### Record set

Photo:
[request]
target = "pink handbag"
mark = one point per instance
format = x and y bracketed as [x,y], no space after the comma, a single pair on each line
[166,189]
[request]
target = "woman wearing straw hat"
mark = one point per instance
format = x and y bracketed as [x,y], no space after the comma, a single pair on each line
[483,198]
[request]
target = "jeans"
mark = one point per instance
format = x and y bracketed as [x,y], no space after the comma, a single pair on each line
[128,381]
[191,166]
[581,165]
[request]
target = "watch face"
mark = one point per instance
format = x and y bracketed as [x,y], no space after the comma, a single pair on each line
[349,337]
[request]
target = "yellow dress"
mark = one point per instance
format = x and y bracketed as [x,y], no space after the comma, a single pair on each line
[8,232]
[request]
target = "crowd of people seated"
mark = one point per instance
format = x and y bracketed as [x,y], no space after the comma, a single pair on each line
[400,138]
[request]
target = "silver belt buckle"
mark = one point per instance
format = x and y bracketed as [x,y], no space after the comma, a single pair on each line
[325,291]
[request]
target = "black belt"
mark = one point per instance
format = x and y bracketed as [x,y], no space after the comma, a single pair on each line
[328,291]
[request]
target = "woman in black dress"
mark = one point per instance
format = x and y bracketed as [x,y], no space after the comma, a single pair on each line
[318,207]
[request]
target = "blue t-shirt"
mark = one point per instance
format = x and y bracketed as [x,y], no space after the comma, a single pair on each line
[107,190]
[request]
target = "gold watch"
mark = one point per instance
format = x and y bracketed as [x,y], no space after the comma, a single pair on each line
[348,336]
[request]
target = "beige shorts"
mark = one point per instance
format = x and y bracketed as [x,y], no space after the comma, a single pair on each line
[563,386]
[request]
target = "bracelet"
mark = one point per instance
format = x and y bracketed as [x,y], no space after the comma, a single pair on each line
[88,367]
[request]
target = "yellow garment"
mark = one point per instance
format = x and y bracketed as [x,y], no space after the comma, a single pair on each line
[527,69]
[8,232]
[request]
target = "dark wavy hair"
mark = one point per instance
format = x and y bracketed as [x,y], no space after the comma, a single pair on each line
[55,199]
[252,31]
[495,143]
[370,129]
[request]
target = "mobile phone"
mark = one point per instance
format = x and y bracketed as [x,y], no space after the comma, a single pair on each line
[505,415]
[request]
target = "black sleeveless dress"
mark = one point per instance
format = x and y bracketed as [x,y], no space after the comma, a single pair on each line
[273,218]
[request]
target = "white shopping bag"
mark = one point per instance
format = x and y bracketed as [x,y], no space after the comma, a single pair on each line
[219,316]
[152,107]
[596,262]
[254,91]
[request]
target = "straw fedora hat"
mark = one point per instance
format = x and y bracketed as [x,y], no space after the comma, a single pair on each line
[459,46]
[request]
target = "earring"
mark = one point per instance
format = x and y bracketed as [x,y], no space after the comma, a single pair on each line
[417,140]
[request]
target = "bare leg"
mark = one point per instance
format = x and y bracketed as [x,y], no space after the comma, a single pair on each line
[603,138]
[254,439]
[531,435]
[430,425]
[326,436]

### Written instruction
All of the entries need to be reproduced exactly; please write them out.

### The response
Photo:
[request]
target = "pink handbag"
mark = one point per instance
format = x and y bracketed as [x,y], no space after the comma, a single pair on each line
[166,189]
[request]
target = "woman wearing straw hat"
mark = one point per instance
format = x and y bracketed as [x,y], no space after the comma, a single pair on each line
[483,198]
[request]
target = "jeans"
mark = one point per instance
format = x and y bracketed as [x,y], no space after the comma, a single pair on each line
[128,381]
[191,166]
[581,165]
[request]
target = "watch face"
mark = one point per instance
format = x and y bracketed as [x,y], no space after the comma, a single pair on each line
[349,337]
[request]
target = "yellow dress"
mark = one point per instance
format = x and y bracketed as [x,y], no space after the comma, a single pair on each line
[8,232]
[request]
target = "crowd of people seated"
mark = one point per instance
format = x and y bracketed as [x,y], no space after the comma, a single pair on each line
[400,138]
[request]
target = "silver belt buckle"
mark = one point per instance
format = x and y bracketed as [x,y], no space after the comma, a single pair on each line
[325,291]
[request]
target = "black belt"
mark = one point per instance
format = x and y bracketed as [x,y], no space after the comma, a single pair on each line
[328,291]
[request]
target = "woman in black dress"
mark = one point per instance
format = x and y bracketed as [x,y], no space after the comma, a single pair on each line
[318,207]
[request]
target = "blue t-shirt"
mark = one point per instance
format = x and y bracketed as [x,y], no space after the comma, a single pair on each line
[107,190]
[request]
target = "gold watch"
mark = one point per instance
format = x and y bracketed as [x,y], no space after the comma, a single pair on each line
[348,336]
[request]
target = "beige shorts"
mark = one point per instance
format = x and y bracketed as [x,y], no space after the comma, a single pair on each line
[563,386]
[request]
target = "bracelet"
mark = one point per instance
format = x and y bracketed as [x,y], no space after the comma, a single pair on each line
[88,367]
[request]
target = "yellow garment"
mark = one point per instance
format = x and y bracketed as [x,y], no space after the comma, a single pair on each line
[527,69]
[8,232]
[request]
target = "dark wavy hair"
mark = one point per instance
format = x and y bracketed as [x,y], no space after the comma, a single pair on each line
[55,199]
[252,31]
[495,143]
[370,129]
[request]
target = "mobile phone"
mark = one point per instance
format = x and y bracketed as [x,y], no space after the comma, a single pair on each line
[505,415]
[request]
target = "black sleeveless dress"
mark = one point per instance
format = x and y bracketed as [x,y], no space after the comma, a single pair on each line
[273,218]
[request]
target = "white shopping bag"
mark = one point per instance
format = x and y bracketed as [x,y], no space after the comma, a single pair on each line
[219,316]
[152,107]
[596,262]
[254,91]
[request]
target = "straw fedora hat"
mark = one point per instance
format = x and y bracketed as [x,y], no space after the comma, a single pair on each line
[459,46]
[request]
target = "earring"
mark = one point per instance
format = x and y bracketed as [x,y], no space after the comma, a single pair on each line
[417,140]
[request]
target = "bare leg"
mark = one point per instance
format = x and y bracketed as [x,y], no space after the comma, a single pair on each line
[603,138]
[254,439]
[531,435]
[430,425]
[326,436]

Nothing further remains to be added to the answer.